Your objective
Instruction for the entries that follow: retype exactly the lines from the line with "Target: potted plant" to the line with "Annotation guideline: for every instance of the red sisal fiber", both included, and omit all others.

(Records contained in a dataset)
▽
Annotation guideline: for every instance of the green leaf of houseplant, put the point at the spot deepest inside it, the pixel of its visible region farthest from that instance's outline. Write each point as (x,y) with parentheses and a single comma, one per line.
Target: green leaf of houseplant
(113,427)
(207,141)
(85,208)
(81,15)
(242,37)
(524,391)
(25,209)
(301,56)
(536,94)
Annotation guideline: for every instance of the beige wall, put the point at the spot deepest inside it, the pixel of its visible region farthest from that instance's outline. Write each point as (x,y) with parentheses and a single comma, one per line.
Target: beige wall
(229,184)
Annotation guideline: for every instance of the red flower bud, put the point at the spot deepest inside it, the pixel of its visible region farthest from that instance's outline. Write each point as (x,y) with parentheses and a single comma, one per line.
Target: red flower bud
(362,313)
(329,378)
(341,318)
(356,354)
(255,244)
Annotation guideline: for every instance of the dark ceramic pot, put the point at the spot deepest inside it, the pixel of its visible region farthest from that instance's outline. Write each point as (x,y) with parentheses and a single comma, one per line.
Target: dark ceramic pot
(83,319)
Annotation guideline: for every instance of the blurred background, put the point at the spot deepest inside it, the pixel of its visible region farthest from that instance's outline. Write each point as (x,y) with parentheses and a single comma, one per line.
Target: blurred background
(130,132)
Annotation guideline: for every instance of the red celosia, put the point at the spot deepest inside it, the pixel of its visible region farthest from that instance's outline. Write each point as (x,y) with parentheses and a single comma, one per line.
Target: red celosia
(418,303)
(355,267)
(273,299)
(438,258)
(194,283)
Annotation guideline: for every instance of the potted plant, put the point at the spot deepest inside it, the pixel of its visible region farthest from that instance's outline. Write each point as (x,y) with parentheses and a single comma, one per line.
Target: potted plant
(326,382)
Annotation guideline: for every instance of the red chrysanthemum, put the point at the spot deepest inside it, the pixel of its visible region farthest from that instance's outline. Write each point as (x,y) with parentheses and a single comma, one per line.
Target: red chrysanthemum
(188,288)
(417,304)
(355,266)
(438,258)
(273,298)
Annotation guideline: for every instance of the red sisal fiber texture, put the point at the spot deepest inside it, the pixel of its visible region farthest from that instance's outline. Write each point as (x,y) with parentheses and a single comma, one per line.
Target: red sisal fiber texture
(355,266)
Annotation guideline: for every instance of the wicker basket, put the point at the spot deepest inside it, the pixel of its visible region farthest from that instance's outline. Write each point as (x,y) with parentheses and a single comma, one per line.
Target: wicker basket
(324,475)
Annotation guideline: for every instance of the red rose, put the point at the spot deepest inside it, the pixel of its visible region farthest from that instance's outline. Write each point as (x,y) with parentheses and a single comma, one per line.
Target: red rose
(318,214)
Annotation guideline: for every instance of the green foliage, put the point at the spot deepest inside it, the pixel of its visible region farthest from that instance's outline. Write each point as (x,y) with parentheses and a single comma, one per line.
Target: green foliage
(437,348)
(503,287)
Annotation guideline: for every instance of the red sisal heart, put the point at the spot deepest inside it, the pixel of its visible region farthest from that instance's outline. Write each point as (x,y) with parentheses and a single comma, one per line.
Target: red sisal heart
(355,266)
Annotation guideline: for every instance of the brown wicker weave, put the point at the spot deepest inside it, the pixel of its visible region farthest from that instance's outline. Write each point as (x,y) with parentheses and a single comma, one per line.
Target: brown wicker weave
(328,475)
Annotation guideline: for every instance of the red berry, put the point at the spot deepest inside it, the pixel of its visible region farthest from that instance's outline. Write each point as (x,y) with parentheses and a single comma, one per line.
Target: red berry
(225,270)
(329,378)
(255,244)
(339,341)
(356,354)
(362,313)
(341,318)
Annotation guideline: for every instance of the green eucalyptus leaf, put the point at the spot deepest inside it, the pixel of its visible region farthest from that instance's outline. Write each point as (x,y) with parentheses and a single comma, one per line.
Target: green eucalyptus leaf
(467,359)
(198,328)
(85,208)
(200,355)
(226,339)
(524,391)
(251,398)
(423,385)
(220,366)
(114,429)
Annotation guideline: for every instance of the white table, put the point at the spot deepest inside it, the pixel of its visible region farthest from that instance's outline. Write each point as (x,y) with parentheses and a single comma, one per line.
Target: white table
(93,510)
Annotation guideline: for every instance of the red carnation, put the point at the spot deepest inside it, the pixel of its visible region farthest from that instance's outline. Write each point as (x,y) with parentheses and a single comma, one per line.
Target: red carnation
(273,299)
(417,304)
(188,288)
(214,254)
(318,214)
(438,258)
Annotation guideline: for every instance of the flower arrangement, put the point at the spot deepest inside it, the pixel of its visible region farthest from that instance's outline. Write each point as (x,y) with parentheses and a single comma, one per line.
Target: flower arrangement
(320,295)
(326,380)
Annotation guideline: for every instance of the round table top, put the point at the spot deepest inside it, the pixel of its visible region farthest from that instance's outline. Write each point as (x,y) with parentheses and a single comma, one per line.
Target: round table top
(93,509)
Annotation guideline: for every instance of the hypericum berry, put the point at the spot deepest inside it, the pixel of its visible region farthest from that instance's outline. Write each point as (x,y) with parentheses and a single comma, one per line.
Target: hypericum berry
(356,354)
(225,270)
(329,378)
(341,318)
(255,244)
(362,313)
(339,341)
△
Result
Target: potted plant
(326,382)
Annotation guideline: for every instance of the red chrysanthemum, put the point at the spot deepest inside it, the pixel of its visible region farthest from that instance's outline. Write each point as (x,y) with parentheses and a single comma, one per line.
Target: red chrysanthemum
(188,288)
(417,304)
(355,266)
(438,258)
(273,298)
Annotation guideline: for every instance of the red sisal fiber texture, put the point at the spot deepest inside it, the pixel of its visible region farthest from that instance's outline. Write each point as (x,y) with parentheses and a single comma, one per line.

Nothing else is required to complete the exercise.